Where in the records does the word "bracelet" appear? Copy each line that holds it.

•••

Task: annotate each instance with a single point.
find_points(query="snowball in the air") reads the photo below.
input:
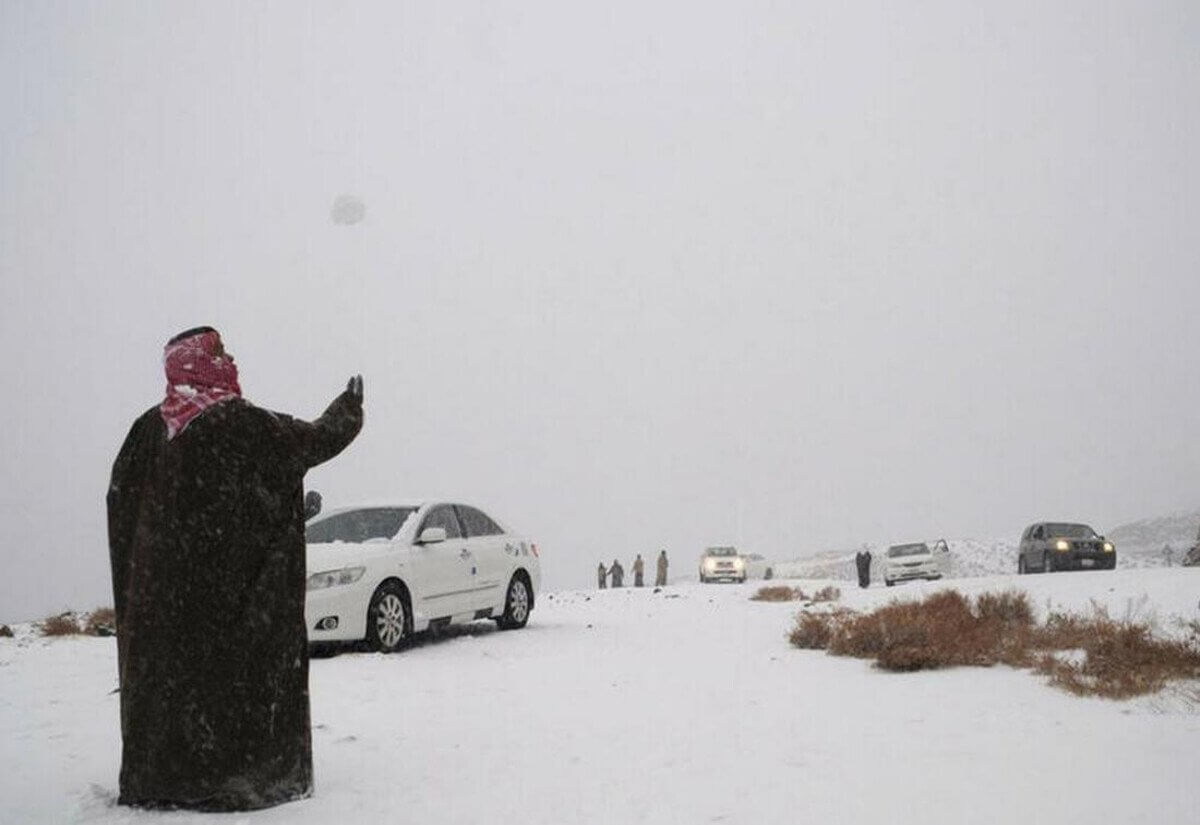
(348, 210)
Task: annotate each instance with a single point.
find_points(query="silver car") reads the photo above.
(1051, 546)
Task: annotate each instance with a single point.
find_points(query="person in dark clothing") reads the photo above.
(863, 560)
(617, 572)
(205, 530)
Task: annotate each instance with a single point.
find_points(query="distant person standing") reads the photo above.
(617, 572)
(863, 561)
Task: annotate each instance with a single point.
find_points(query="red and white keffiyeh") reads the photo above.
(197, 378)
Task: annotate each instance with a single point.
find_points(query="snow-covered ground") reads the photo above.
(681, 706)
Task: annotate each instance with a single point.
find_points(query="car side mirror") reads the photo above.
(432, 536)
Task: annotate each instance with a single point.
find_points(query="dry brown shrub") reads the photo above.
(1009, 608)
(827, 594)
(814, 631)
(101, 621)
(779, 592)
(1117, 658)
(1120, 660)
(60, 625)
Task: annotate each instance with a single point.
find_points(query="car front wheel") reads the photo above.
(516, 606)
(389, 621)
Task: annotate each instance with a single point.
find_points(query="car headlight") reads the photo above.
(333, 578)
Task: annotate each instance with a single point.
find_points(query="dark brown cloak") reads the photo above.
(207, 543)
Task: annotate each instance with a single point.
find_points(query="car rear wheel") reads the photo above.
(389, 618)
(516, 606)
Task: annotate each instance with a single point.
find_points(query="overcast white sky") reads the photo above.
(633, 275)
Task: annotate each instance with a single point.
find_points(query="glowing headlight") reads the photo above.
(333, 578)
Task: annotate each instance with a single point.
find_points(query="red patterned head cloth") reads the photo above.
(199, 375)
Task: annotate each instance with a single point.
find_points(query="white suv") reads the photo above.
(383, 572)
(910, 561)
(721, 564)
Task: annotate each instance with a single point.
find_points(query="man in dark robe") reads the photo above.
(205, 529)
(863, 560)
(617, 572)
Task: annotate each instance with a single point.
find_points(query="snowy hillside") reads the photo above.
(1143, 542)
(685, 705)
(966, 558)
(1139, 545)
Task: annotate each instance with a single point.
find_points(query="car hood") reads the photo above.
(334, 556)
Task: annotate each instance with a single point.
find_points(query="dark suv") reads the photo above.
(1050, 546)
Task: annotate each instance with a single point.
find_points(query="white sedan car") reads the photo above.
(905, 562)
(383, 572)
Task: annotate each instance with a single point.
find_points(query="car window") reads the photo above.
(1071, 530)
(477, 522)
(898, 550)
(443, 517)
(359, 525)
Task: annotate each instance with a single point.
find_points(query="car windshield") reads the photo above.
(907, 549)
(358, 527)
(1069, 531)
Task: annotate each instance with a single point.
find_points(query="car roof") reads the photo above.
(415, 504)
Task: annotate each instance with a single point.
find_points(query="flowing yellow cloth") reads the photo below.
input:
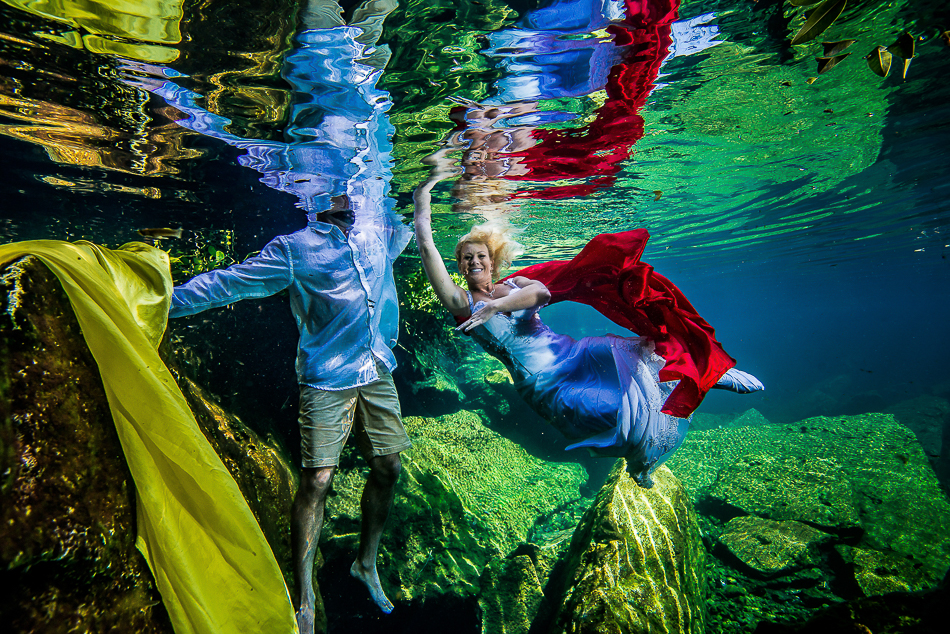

•••

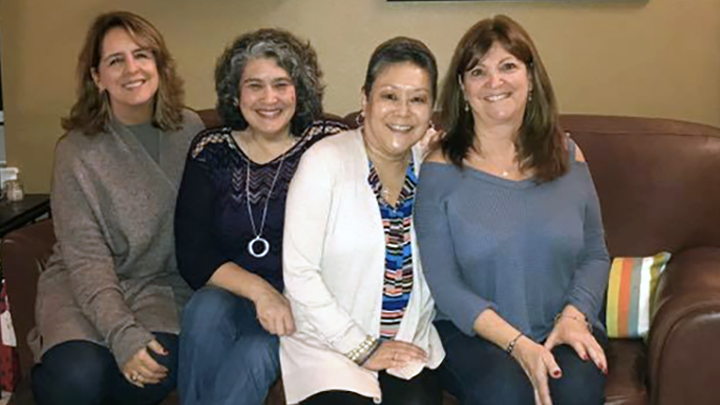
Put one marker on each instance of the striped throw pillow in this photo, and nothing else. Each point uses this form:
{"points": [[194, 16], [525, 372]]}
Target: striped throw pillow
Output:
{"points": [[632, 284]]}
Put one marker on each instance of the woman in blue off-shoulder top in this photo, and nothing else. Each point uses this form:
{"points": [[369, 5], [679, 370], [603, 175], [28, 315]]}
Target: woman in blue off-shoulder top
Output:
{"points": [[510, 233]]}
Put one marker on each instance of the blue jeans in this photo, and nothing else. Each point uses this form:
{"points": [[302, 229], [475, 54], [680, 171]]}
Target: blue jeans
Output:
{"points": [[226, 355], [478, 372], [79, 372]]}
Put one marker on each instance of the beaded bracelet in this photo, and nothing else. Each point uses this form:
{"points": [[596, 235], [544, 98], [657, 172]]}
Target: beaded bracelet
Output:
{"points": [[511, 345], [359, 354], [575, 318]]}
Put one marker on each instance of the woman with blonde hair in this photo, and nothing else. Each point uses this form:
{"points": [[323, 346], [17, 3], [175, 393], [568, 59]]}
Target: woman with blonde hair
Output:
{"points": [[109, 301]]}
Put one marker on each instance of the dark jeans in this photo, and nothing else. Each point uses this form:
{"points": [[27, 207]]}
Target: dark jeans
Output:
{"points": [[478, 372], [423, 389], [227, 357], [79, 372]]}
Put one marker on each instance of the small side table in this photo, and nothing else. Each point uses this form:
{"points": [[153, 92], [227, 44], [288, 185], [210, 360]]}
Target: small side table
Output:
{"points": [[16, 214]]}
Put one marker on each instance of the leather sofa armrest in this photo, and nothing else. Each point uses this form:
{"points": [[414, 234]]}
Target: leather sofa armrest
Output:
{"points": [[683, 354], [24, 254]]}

•••

## Final answer
Put one marker on each instance of the beaded bracelet in this photo, and nothing else. Each point uses this form:
Target: beaded bracelet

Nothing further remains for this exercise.